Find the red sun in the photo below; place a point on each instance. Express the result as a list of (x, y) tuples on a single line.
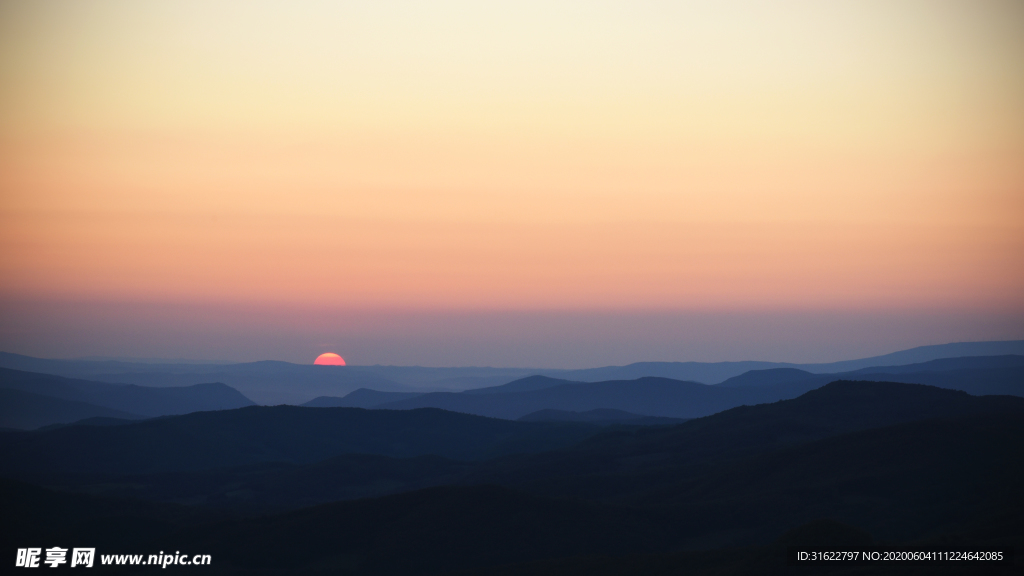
[(329, 359)]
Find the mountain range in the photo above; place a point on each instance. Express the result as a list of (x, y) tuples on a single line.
[(272, 382), (848, 463)]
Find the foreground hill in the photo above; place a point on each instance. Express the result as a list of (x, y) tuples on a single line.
[(649, 397), (283, 434), (29, 411), (127, 401), (891, 462), (593, 466)]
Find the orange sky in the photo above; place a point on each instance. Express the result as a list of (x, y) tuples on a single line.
[(520, 156)]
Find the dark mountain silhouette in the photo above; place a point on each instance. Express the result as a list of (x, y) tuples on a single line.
[(363, 398), (886, 461), (841, 407), (715, 372), (284, 434), (529, 383), (604, 416), (127, 398), (92, 421), (268, 487), (29, 411), (649, 397), (263, 381), (977, 375)]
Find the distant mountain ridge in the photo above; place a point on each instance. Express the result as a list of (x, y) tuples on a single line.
[(890, 462), (119, 401), (276, 434), (282, 382)]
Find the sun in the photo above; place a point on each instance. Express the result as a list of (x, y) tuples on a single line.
[(329, 359)]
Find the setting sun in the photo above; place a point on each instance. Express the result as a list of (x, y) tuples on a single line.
[(329, 359)]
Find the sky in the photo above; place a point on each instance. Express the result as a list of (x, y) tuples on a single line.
[(509, 183)]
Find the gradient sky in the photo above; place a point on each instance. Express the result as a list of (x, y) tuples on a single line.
[(546, 183)]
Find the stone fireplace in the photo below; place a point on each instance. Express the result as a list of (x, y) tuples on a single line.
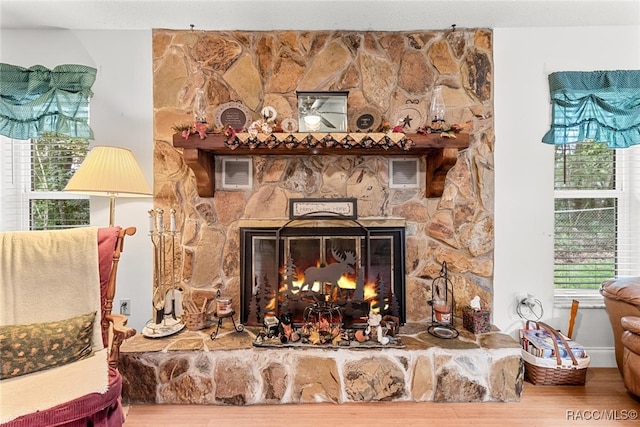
[(383, 71)]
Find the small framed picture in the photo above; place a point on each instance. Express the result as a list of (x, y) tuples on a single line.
[(322, 111)]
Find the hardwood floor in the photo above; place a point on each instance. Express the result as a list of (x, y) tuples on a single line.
[(603, 401)]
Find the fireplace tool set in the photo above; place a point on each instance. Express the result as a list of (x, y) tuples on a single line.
[(167, 297)]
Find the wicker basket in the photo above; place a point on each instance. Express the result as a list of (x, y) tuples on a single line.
[(194, 321), (555, 371)]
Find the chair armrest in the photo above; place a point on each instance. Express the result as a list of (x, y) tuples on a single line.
[(120, 332), (631, 324)]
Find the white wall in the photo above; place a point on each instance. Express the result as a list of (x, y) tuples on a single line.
[(121, 115), (524, 57)]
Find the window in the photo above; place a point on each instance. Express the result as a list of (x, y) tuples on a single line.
[(33, 175), (597, 200)]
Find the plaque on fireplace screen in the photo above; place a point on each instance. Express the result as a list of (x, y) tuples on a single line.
[(339, 271)]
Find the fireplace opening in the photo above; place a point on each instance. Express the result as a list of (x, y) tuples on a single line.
[(316, 273)]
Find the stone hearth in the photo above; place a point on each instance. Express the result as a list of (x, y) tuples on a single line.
[(190, 368)]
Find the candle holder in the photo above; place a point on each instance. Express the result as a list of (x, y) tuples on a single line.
[(442, 306), (167, 298)]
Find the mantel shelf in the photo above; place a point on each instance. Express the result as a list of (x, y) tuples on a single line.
[(441, 154)]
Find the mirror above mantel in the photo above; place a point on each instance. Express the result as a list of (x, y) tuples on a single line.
[(439, 150)]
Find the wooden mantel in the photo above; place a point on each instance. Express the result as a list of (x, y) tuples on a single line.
[(441, 154)]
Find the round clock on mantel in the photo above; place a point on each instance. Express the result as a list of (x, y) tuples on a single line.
[(233, 114), (365, 120)]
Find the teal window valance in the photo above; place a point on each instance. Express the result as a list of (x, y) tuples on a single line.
[(600, 106), (36, 100)]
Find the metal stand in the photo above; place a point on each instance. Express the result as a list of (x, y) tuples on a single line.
[(239, 327), (442, 305)]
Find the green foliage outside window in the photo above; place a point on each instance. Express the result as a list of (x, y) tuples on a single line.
[(54, 159), (585, 227)]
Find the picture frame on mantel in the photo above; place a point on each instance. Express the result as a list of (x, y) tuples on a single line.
[(322, 111)]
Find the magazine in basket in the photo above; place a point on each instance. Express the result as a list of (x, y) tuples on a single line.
[(539, 342)]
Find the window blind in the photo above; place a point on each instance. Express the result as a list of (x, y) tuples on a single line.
[(33, 174), (597, 227)]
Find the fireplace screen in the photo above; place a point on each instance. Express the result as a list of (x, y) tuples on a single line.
[(340, 273)]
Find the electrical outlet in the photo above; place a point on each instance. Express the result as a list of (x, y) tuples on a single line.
[(125, 307)]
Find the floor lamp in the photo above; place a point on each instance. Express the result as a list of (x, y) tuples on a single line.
[(109, 171)]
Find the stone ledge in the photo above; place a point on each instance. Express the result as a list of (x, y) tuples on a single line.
[(190, 368)]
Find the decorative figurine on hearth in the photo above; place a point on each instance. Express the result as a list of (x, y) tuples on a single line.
[(374, 326), (285, 329)]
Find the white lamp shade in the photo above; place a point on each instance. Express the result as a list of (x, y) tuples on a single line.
[(109, 171)]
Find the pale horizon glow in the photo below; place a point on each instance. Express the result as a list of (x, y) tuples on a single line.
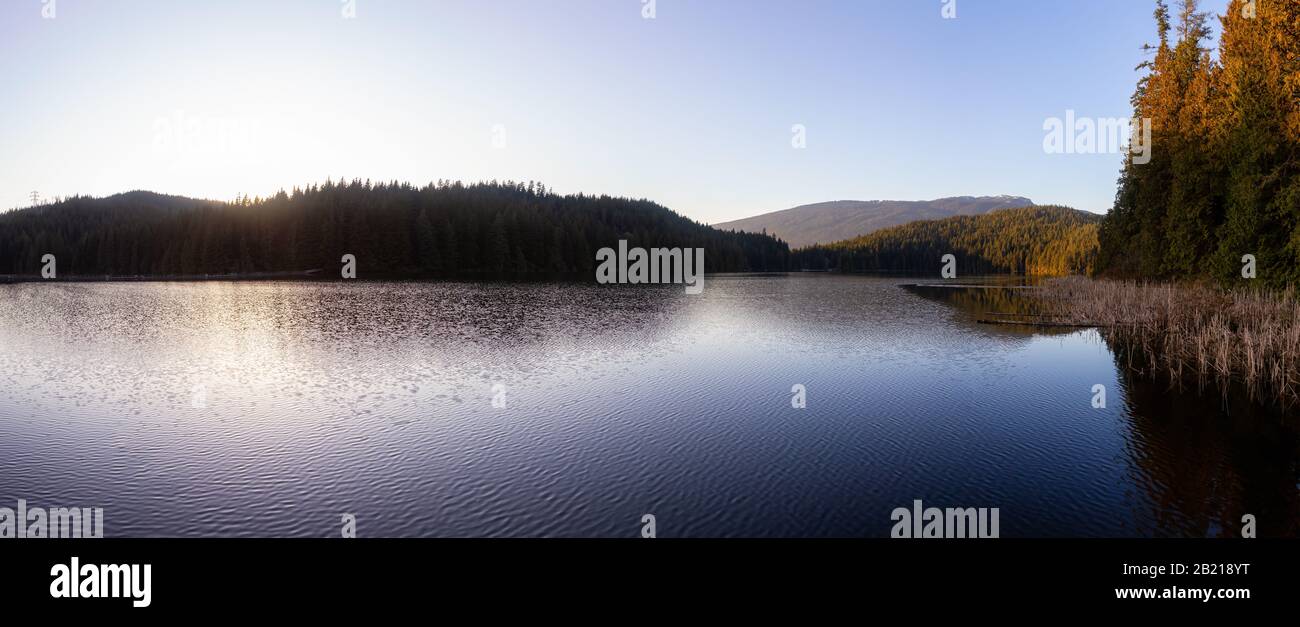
[(692, 109)]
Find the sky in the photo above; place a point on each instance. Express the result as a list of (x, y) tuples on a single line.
[(718, 109)]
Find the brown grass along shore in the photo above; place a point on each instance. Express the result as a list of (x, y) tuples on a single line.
[(1248, 337)]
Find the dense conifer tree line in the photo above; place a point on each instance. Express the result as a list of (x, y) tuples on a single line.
[(1223, 177), (394, 229), (1043, 241)]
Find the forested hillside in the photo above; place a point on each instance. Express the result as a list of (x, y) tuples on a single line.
[(391, 228), (1223, 180), (827, 223), (1045, 241)]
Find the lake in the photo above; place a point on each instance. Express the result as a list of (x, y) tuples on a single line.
[(534, 409)]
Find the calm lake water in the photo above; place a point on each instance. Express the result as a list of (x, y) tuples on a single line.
[(272, 409)]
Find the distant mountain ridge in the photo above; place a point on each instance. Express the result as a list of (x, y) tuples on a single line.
[(1039, 241), (839, 220)]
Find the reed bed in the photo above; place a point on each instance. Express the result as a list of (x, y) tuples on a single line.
[(1248, 337)]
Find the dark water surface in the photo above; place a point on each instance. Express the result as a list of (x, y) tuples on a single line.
[(272, 409)]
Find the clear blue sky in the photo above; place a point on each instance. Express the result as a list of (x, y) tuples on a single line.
[(692, 108)]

Work required: Copy the material from the line with "Find the teal" through the line with "[(600, 106), (36, 100)]", both included, substituting "curtain" for "valance" and changing nothing else.

Final answer:
Find the teal window curtain in the photo above; place a point on each instance. Express the result as a list of (x, y) tuples on a single line.
[(600, 106), (36, 100)]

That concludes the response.